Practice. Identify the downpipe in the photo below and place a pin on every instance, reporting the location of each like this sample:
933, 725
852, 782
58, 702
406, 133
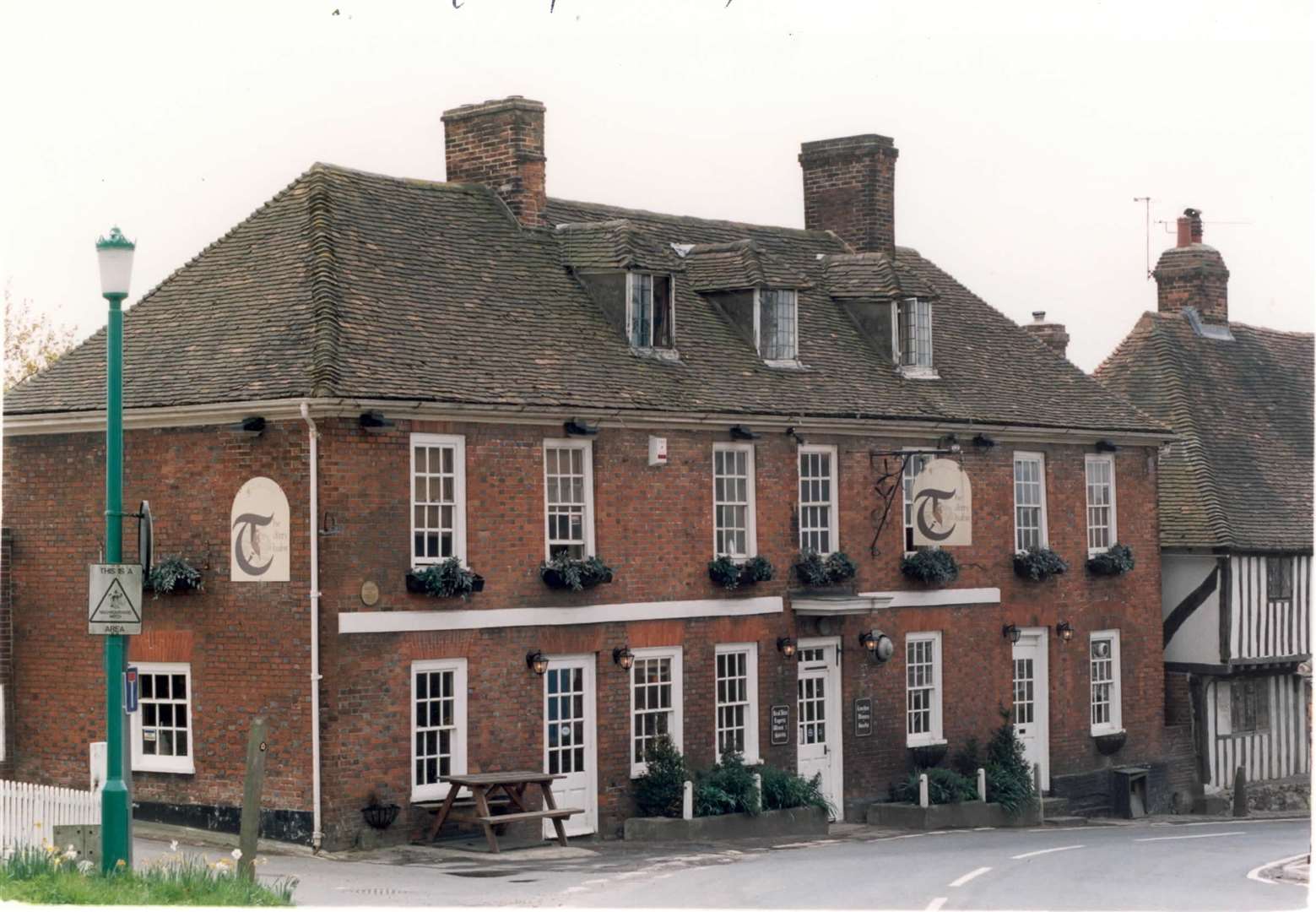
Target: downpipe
313, 437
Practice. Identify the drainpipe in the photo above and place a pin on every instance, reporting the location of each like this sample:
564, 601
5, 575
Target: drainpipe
313, 436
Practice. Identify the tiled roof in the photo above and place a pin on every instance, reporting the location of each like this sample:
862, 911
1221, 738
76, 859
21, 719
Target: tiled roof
1241, 474
365, 285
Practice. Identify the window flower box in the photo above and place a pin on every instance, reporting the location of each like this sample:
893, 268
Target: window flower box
1038, 563
732, 575
1113, 562
932, 567
576, 574
444, 581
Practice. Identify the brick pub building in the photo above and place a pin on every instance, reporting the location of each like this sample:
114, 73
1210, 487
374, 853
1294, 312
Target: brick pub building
475, 370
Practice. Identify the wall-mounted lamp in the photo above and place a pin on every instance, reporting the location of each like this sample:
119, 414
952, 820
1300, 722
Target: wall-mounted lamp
537, 661
374, 421
252, 426
579, 428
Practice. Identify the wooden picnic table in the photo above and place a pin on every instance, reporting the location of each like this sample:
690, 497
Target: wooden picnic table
513, 784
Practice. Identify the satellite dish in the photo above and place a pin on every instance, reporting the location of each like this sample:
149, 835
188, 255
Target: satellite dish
145, 537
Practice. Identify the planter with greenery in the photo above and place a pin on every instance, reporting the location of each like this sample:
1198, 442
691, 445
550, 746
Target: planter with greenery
1113, 562
174, 574
732, 575
576, 574
1038, 563
817, 572
934, 566
444, 581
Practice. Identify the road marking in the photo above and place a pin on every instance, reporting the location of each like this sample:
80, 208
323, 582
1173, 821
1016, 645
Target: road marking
1200, 836
1254, 874
1045, 852
967, 878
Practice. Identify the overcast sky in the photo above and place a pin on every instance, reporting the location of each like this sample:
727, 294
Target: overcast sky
1026, 131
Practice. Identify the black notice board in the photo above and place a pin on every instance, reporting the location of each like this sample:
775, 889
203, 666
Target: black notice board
781, 716
862, 718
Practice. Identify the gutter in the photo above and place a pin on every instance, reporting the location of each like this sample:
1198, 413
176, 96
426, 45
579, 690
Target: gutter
313, 437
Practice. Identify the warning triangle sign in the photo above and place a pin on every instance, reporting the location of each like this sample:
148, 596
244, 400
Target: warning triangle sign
115, 607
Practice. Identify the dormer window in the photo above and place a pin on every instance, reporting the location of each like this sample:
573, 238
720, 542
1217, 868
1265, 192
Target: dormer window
649, 318
776, 325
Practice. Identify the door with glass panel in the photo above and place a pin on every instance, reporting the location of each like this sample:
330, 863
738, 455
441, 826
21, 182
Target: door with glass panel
817, 719
1031, 711
569, 741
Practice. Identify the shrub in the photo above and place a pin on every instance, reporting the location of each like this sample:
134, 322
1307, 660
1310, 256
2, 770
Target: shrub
661, 790
944, 787
934, 566
1038, 563
174, 574
1118, 560
728, 787
783, 790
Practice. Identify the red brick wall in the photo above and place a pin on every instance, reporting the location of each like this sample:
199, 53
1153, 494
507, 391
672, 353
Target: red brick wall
249, 643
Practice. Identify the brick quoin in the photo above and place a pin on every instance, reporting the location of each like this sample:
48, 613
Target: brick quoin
249, 643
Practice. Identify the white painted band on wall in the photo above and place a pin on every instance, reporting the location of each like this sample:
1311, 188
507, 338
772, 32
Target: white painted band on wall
403, 622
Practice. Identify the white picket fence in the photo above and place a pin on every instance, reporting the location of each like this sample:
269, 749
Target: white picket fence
30, 812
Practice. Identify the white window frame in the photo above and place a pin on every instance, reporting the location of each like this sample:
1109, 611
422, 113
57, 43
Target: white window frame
750, 520
833, 503
671, 311
758, 328
751, 747
458, 443
934, 733
1090, 459
677, 721
154, 763
1021, 456
457, 766
588, 469
1116, 721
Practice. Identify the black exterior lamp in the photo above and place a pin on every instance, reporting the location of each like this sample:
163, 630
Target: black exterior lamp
537, 661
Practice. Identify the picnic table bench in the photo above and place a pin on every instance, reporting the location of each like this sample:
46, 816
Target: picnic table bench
512, 784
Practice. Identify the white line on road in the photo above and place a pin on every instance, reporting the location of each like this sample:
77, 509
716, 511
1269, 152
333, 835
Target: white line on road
1198, 836
967, 878
1045, 852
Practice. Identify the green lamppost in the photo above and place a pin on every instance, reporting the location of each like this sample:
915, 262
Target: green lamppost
116, 817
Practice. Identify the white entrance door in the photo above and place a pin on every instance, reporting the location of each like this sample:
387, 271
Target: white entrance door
817, 712
1031, 714
569, 740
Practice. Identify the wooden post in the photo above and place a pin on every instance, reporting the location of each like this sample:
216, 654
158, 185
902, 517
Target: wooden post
250, 828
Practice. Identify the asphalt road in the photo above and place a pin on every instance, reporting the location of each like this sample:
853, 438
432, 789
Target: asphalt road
1144, 866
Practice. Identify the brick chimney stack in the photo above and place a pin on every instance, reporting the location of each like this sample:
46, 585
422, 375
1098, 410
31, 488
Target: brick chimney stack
1052, 334
501, 144
1191, 274
849, 188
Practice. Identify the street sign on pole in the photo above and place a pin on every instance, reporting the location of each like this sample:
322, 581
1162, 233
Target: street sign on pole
115, 599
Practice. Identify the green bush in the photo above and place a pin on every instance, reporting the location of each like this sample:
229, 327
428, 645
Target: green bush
728, 787
783, 790
944, 787
659, 791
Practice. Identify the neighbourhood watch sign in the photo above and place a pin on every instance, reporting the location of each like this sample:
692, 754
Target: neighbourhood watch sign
943, 504
259, 535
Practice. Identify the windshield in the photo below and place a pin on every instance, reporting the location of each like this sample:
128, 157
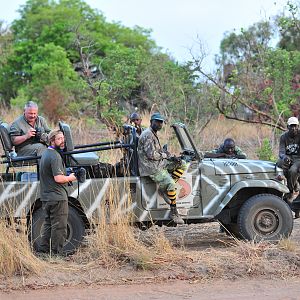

━━━━

**TASK:**
Please print the entries exactly as they stand. Images are not part of the copy.

**RESULT:**
Practice. Identify the downpipe in the photo below and place a pin on every instance, reporting the location of each like this sample:
933, 725
852, 782
58, 702
406, 133
Target: downpipe
313, 437
Practice. Identify the drainpipe in the photo above and place a pin on every instance, reporting the location of each like this sample:
564, 601
5, 575
Target: drainpipe
313, 436
Practice. Identify the tiled roof in the photo above and place a pin on every instance, reporting the location of each like this sample:
862, 911
1221, 738
76, 859
21, 719
Target: tiled roof
1241, 474
365, 285
Practice. Identify the window flower box in the photo above and place a pin on every instance, reporting the location of each like this sample:
893, 268
Target: window flower box
1038, 563
732, 575
1113, 562
932, 567
576, 574
444, 581
Practice. Identify the brick pub building in the photo above and place a pin on every instance, reporting the location of each like this sample:
114, 73
1210, 487
374, 853
1294, 312
Target: brick pub building
475, 370
Practice. Identify the wall-mounted lamp in the photo above and place a pin on every instance, reporting the location of each like this sample:
119, 414
952, 820
1300, 722
Target: wall-mounted lamp
537, 661
374, 421
252, 426
579, 428
Practice. Identify the wooden picnic table in the photo above and place a pin on every instance, reporting the location of each like this sample:
690, 497
Target: wooden picnic table
513, 784
Practice. Identify the satellite dish in the photo above and place a pin on every instance, reporting the location of each like this sample:
149, 835
188, 255
Target: satellite dish
145, 537
Practice. Identify the planter with greenery in the photo above and place a pin on every instance, reporting the location of each like this sample:
1198, 442
691, 445
550, 746
Target: planter with greenery
1113, 562
174, 574
732, 575
576, 574
1038, 563
817, 572
934, 566
444, 581
Practice. Identify the road marking in the photo above and place a pin on every instance, reporting the location of each like this sample:
80, 208
323, 582
1173, 821
1016, 645
Target: road marking
1200, 836
1254, 874
1045, 852
967, 878
Practice. Identify the overcast sky in the photo above and place a pin on every instance, reporting the location of each like this sample:
727, 294
Target: overcast sky
1026, 131
Practice. Identify the black notice board in the photo above and place a pin on every instance, reporting the location of each like this sample:
775, 889
203, 666
Target: black notice board
781, 716
862, 718
Practice. Identify the gutter in the photo above and place a pin on every instance, reporting the location of each like this sample:
1198, 413
176, 96
426, 45
579, 690
Target: gutter
313, 437
Practice. Identify the warning triangle sign in the photo above and place a pin on every instance, reporting the location of each like this sample:
148, 596
244, 400
Target: warning triangle sign
115, 607
Practice. Identify the dormer window in the photo above and place a pin on every instance, reporting the location of each like this sample:
573, 238
720, 542
1217, 868
1265, 192
Target: dormer window
649, 318
776, 325
Practice. Identify the door with glass panel in the photo above and place a pin on every instance, reporting the location of each like this sample:
330, 863
738, 455
441, 826
21, 182
Target: door with glass panel
817, 719
1031, 711
569, 741
Practice. Identify the shrub in the photo above and place a pin on every instance, reporting the location of each like this sample:
134, 322
1307, 660
1310, 256
2, 770
Target: shrub
661, 790
944, 787
934, 566
1038, 563
174, 574
1118, 560
728, 787
783, 790
Practice. Identify the red brick wall in the photo above and place a pin on every instance, reporting the location of each like this sample:
199, 53
1153, 494
507, 391
672, 353
Target: red brick wall
249, 643
Practice. Identify the brick quoin in the photo above and place a pin on every instance, reporting the location of each like this sample:
48, 613
Target: brick quoin
249, 643
Practice. Identify the white painted band on wall in the photo above and place a pin on every instance, reporting the location of each like this sample:
1311, 188
507, 338
772, 32
Target: white painted band on wall
403, 622
Practice. Identify the white picket fence in the photo above and place a pin on every instance, reporting the location of each like this sample:
269, 749
Target: white picket fence
30, 812
Practice. Identify the white window frame in the photo above and place a pin on every instance, reporting the location of each like this sample:
1109, 611
422, 113
57, 43
Target: white window frame
750, 520
833, 503
671, 311
758, 328
751, 747
458, 443
934, 733
1090, 459
677, 721
154, 763
1021, 456
457, 766
588, 469
1116, 721
Practice. Identify the black exterior lamp in the photo above and place a pin on every instance, reporting the location of each like this sample:
163, 630
Target: black exterior lamp
537, 661
Practice. Identify the picnic table bench in the photo above and place a pin on every instance, reporting the location of each like this sample:
46, 816
Target: picnic table bench
512, 784
Practice. Identify the white line on road in the photo above and place a pin on every instance, reporting the location of each like this sample:
77, 509
716, 511
1269, 152
333, 835
Target: white line on road
1198, 836
967, 878
1045, 852
Practice. Identify the green lamppost in the photo above and place a pin on every instance, reporting the location of each like this sample:
915, 262
Target: green lamppost
116, 817
Practice. Identify the white entrance door in the photo above and place a pin on every instance, reporting the location of each like this sample:
387, 271
Target: white entrance door
817, 712
1031, 714
569, 740
Practice. Identify the wooden post in the photo above and place a pin on every instance, reporting the location of each like this sample:
216, 654
158, 185
902, 517
Target: wooden post
250, 828
Practice. Identify the asphalt road in the photo above and place a pin on every instance, reporting the location of each like this sample:
853, 438
432, 789
Target: asphalt road
1144, 866
Practice. Identify the brick chimney stack in the photo above and place a pin on every instance, reporting the location of each like this sample:
46, 585
422, 375
1098, 410
31, 488
Target: brick chimney stack
1052, 334
501, 144
1191, 274
849, 188
Practice. Identify the street sign on pole in the photo above and place a pin on every instance, reporting the location of each like this sample:
322, 581
1162, 233
Target: street sign on pole
115, 599
Practice. Identify the green bush in the photo above and place a pin on every instance, reporting the location of each like this sample:
229, 327
428, 645
Target: green bush
728, 787
783, 790
944, 787
659, 791
Practice. Identify the neighbourhood watch sign in the photo above and place a pin on every instance, reporting the location of each like this sample:
692, 754
Target: neighbourhood watch sign
943, 504
259, 535
Practice. Identify the windshield in the photo below and place a pin on every instance, reporting the location of each like this sample:
128, 157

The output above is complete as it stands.